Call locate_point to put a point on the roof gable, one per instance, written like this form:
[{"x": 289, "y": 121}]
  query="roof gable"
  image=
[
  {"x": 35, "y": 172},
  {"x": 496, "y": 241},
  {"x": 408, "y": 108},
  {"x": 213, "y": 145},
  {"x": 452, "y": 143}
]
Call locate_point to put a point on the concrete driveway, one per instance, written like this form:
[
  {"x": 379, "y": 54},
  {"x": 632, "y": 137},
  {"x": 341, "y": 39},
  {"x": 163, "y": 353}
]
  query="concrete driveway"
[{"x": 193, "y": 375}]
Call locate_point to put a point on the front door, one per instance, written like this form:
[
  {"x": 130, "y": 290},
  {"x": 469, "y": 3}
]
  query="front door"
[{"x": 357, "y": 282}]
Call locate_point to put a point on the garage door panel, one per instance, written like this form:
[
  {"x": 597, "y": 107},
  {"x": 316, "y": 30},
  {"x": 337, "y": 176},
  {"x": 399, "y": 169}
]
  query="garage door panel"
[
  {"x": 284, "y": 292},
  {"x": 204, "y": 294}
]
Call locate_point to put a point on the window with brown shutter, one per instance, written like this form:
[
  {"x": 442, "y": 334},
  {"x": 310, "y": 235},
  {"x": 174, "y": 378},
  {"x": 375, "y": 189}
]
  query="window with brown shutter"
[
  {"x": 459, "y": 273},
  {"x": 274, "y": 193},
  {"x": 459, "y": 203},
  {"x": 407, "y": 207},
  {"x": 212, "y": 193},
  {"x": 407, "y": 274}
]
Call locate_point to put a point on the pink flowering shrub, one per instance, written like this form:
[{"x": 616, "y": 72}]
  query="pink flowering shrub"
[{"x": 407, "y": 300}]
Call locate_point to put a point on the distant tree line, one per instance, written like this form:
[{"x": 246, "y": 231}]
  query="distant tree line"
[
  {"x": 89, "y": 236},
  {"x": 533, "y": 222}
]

* Task instructions: Copy out the records above without altering anything.

* Exercise solution:
Call locate_point to put a point on the roof gable, one per instance, written like this form:
[{"x": 289, "y": 121}]
  query="roof gable"
  image=
[
  {"x": 35, "y": 172},
  {"x": 496, "y": 241},
  {"x": 408, "y": 108},
  {"x": 213, "y": 145},
  {"x": 452, "y": 143}
]
Call locate_point to put a point on the concrete driveway, one per instance, written like this form:
[
  {"x": 379, "y": 54},
  {"x": 632, "y": 137},
  {"x": 341, "y": 39},
  {"x": 163, "y": 353}
]
  query="concrete driveway"
[{"x": 193, "y": 375}]
Call locate_point to put a point on the front door, one per instance, written like this form:
[
  {"x": 130, "y": 290},
  {"x": 469, "y": 3}
]
  query="front door"
[{"x": 357, "y": 282}]
Call locate_point to put a point on the garage door panel, one per instance, written like this form:
[
  {"x": 597, "y": 107},
  {"x": 316, "y": 30},
  {"x": 337, "y": 176},
  {"x": 399, "y": 169}
]
  query="garage door panel"
[
  {"x": 284, "y": 292},
  {"x": 204, "y": 294}
]
Call locate_point to put a point on the window with brown shutter, one per instance, written like this form:
[
  {"x": 442, "y": 334},
  {"x": 310, "y": 235},
  {"x": 174, "y": 378},
  {"x": 375, "y": 189}
]
  query="window with brown shutter"
[
  {"x": 459, "y": 273},
  {"x": 274, "y": 193},
  {"x": 459, "y": 203},
  {"x": 407, "y": 207},
  {"x": 212, "y": 193},
  {"x": 407, "y": 274}
]
Call locate_point to put a point on the pink flowering shrub, one per instance, written like this form:
[{"x": 616, "y": 72}]
  query="pink flowering shrub"
[{"x": 407, "y": 300}]
Call locate_point to put a point on the distant tree line, one per instance, written like this form:
[{"x": 246, "y": 231}]
  query="distant tree line"
[
  {"x": 89, "y": 236},
  {"x": 533, "y": 222}
]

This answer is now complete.